§ What to do: Which lines below contain the string "palm"? Gather each one in full. Uppercase and lowercase count as different letters.

##### Data entries

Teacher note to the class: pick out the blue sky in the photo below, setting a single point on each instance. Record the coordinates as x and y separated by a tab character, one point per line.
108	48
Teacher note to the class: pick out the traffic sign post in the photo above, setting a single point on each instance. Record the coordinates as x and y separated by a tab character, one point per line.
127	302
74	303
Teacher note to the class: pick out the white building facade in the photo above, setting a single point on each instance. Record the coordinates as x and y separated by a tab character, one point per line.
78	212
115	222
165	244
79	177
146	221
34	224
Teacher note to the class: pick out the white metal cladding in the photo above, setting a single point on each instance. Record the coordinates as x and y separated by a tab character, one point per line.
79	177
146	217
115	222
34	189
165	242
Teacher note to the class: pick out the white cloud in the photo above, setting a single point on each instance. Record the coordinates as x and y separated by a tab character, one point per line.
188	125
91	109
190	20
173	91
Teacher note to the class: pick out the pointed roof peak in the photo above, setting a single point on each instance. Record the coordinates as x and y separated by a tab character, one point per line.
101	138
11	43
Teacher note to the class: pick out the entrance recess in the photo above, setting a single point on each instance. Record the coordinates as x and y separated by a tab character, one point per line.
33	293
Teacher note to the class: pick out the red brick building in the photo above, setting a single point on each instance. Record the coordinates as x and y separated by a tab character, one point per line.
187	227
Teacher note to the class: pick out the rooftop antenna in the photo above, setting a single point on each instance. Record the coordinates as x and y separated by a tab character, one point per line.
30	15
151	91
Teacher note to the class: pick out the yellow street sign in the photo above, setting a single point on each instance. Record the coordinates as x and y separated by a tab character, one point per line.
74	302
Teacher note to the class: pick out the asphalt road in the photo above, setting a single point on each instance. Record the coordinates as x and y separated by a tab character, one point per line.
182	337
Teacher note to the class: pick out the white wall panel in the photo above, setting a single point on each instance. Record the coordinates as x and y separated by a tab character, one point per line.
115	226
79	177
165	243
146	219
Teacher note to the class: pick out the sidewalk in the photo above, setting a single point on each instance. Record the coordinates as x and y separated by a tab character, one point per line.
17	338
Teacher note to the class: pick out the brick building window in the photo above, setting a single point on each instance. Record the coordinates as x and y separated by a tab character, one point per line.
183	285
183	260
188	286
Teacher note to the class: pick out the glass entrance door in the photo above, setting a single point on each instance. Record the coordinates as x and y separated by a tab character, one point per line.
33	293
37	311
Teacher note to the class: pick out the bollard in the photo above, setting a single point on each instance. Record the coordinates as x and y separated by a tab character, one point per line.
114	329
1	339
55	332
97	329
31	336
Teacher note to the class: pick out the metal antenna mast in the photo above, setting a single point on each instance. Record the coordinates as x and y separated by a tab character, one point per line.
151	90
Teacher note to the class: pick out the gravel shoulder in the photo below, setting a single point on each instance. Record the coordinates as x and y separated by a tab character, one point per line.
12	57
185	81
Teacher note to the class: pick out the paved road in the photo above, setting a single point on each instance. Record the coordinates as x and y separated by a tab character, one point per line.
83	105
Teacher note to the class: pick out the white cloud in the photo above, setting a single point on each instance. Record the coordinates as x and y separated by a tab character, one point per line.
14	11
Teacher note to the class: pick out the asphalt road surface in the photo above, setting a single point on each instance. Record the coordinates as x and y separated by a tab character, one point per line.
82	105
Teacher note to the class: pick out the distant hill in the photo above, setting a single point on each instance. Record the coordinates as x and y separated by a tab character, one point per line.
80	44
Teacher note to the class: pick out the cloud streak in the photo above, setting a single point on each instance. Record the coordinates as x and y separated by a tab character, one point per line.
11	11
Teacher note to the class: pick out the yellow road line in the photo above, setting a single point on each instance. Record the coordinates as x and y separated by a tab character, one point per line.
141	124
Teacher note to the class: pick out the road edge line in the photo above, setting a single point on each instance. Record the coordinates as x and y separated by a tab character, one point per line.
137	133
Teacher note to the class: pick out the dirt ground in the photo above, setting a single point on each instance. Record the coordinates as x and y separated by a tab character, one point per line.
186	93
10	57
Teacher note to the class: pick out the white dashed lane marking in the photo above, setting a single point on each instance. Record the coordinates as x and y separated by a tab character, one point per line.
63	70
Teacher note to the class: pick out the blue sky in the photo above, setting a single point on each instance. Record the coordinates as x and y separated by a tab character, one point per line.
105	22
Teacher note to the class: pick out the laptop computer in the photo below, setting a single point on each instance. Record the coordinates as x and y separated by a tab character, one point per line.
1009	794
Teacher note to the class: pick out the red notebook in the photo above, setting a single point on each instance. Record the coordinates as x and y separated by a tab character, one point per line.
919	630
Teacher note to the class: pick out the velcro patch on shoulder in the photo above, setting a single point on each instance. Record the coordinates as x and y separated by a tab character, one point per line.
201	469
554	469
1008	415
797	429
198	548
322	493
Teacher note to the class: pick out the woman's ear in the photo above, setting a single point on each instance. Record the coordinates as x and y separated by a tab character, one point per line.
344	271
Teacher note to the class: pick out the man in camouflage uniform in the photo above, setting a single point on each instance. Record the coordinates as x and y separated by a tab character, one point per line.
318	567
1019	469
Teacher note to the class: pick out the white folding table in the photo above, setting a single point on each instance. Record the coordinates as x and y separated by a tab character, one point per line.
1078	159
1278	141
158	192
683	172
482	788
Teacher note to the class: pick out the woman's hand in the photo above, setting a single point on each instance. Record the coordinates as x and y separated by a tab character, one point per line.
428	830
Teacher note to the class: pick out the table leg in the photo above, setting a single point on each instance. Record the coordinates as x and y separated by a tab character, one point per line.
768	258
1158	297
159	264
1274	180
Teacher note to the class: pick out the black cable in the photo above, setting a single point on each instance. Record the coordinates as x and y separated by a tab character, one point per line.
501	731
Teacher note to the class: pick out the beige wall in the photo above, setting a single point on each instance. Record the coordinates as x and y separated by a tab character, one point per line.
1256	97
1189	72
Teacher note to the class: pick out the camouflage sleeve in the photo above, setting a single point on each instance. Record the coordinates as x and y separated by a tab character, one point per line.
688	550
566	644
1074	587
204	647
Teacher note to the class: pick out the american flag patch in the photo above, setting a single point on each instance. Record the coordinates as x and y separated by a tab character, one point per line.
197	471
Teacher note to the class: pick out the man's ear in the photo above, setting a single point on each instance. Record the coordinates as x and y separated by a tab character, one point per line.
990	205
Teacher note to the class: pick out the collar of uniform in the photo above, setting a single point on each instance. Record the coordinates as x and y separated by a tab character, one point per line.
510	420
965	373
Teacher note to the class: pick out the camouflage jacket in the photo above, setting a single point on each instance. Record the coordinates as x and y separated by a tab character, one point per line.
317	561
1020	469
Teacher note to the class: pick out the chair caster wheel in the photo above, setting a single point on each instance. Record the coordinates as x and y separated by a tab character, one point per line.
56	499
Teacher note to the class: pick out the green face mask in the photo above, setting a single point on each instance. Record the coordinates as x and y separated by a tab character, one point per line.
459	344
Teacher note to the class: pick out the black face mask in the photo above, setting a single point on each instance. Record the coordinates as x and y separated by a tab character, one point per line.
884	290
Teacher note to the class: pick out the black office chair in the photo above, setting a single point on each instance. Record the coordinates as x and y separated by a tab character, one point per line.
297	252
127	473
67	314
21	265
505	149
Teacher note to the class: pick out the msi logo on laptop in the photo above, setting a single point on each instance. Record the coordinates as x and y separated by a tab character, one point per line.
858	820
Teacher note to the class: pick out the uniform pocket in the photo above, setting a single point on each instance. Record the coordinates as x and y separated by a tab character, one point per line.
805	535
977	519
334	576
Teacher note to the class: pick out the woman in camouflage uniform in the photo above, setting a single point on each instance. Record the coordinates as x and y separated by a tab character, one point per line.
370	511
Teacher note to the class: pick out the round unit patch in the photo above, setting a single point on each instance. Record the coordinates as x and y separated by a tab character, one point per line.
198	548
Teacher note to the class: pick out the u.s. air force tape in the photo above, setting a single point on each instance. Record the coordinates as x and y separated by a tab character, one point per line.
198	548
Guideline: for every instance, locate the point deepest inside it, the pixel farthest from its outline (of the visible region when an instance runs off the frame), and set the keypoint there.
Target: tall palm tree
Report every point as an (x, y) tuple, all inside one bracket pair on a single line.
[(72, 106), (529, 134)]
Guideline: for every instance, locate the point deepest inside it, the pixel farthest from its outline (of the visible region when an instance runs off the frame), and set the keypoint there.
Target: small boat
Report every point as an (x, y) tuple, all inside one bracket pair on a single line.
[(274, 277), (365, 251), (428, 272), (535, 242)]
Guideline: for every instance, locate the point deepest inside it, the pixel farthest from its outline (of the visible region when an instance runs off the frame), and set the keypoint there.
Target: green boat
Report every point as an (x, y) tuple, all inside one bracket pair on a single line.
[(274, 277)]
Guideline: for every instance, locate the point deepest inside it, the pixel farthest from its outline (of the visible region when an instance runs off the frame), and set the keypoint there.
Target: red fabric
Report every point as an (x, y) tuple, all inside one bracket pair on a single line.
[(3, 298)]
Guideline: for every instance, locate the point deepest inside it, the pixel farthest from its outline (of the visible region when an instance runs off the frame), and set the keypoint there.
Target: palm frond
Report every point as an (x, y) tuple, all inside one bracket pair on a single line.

##########

§ Output for this exercise:
Target: tall palm tree
Target: palm frond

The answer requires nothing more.